Task directions. All of the records below should be output exactly.

— Begin Input material —

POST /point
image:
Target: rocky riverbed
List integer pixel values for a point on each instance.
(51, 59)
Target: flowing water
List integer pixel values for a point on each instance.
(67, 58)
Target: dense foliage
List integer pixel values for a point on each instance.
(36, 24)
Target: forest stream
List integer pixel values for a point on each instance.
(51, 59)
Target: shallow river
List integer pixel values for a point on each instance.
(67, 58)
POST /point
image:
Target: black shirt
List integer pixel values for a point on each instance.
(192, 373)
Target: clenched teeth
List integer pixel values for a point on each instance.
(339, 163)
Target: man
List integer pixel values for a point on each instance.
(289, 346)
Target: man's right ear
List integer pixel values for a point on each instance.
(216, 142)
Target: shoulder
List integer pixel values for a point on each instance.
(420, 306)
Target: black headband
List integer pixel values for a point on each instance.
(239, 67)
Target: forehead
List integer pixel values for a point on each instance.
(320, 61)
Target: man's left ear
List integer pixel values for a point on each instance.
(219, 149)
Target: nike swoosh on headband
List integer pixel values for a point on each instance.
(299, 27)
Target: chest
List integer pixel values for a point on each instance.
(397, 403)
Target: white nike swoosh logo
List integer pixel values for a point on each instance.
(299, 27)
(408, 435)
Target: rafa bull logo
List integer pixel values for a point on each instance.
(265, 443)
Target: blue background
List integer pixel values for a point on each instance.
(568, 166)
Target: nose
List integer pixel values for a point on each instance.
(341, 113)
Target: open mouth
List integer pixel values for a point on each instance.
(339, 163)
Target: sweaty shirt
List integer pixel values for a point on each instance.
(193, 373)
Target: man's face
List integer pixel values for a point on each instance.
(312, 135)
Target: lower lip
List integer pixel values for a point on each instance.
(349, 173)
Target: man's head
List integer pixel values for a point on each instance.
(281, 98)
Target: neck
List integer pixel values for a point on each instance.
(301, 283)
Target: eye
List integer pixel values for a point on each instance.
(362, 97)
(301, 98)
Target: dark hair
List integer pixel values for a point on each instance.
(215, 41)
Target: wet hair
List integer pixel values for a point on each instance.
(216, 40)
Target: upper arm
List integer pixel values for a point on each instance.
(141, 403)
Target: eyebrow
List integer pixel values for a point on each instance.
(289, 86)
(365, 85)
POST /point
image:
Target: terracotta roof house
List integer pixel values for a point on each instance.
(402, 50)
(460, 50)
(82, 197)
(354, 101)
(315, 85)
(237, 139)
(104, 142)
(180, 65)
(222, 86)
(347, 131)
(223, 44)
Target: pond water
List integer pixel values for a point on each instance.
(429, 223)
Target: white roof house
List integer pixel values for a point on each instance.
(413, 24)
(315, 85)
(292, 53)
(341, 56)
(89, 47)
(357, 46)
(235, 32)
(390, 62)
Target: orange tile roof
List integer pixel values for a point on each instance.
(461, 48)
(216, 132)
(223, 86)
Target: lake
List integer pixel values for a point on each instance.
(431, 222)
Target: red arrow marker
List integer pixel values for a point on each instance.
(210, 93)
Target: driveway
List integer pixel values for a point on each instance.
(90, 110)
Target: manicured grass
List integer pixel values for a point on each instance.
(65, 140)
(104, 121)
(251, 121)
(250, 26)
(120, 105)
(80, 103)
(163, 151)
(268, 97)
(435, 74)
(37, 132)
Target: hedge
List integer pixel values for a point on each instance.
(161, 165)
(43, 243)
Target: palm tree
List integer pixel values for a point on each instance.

— End Input material —

Complete answer.
POST /point
image:
Target: rocky riverbed
List integer pixel values for a point on each instance.
(51, 59)
Target: flowing water
List integer pixel values for a point on each instance.
(67, 58)
Target: dense foliage
List integer pixel values for a point on each instance.
(36, 24)
Target: forest stream
List integer pixel values for a point on each instance.
(51, 59)
Target: shallow river
List integer pixel values for a point on each instance.
(67, 58)
POST /point
image:
Target: black shirt
List integer pixel values for a point on each instance.
(192, 373)
Target: clenched teeth
List integer pixel values for a point on each instance.
(339, 163)
Target: man
List integer pixel values for a point on each instance.
(289, 346)
Target: man's right ear
List integer pixel values for a point on each instance.
(216, 142)
Target: shoulder
List integer pixel values for a point on each instance.
(420, 306)
Target: black headband
List integer pixel values for a point on each instance.
(239, 67)
Target: forehead
List integer pixel values for a point on each instance.
(320, 61)
Target: man's left ear
List integer pixel values for a point on each instance.
(219, 149)
Target: nike swoosh on headband
List integer pixel values for a point on each instance.
(299, 27)
Target: chest
List integer pixel values for a point on each instance.
(397, 403)
Target: white nike swoosh logo
List integer pixel values for a point on each instance.
(299, 27)
(408, 435)
Target: rafa bull logo
List integer pixel values for a point on each instance.
(265, 443)
Target: blue background
List integer pixel values for a point on each instance.
(568, 166)
Target: nose
List integer pixel values for a point on each instance.
(341, 113)
Target: open mouth
List integer pixel values for a point on each instance.
(339, 163)
Target: sweaty shirt
List integer pixel values for a point on each instance.
(193, 373)
Target: man's face
List integer pixel values for a point on each instance.
(312, 135)
Target: lower lip
List integer pixel values for a point on each instance.
(349, 173)
Target: man's head
List integer pixel values for a point on each instance.
(281, 98)
Target: neck
List integer pixel values for a point on each instance.
(301, 283)
Target: eye
List integer pixel values for a point on each instance.
(362, 97)
(301, 98)
Target: dark hair
List integer pixel values for a point on each instance.
(215, 41)
Target: wet hair
List integer pixel values for a point on each instance.
(216, 40)
Target: upper arm
List integer pixel values for a point on each instance.
(141, 403)
Target: eyebrow
List integer pixel values for a point on each instance.
(289, 86)
(365, 85)
POST /point
image:
Target: terracotta roof house
List integer pixel values for a point on each instance.
(402, 50)
(460, 50)
(82, 197)
(354, 101)
(315, 85)
(237, 139)
(104, 142)
(180, 65)
(222, 86)
(347, 131)
(223, 44)
Target: pond water
List integer pixel values for a point on each instance.
(429, 223)
Target: white roof house
List integer pixel values for a point on each instance.
(413, 24)
(315, 85)
(292, 53)
(341, 56)
(89, 47)
(357, 46)
(235, 32)
(390, 62)
Target: orange tile roof
List integer pixel values for a point on each instance.
(461, 48)
(216, 132)
(223, 86)
Target: lake
List integer pixel values for a point on each instance.
(431, 222)
Target: red arrow marker
List integer pixel values for a point on each instance.
(210, 93)
Target: driveway
List integer pixel values for a point on each instance.
(90, 110)
Target: manicured grass
List integer pixel values for a point on each instance.
(65, 140)
(104, 121)
(251, 121)
(250, 26)
(120, 105)
(80, 103)
(163, 151)
(268, 97)
(435, 74)
(37, 132)
Target: hedge
List integer pixel values for a point on each instance.
(161, 165)
(43, 243)
Target: palm tree
List integer pixel values for a point on each instance.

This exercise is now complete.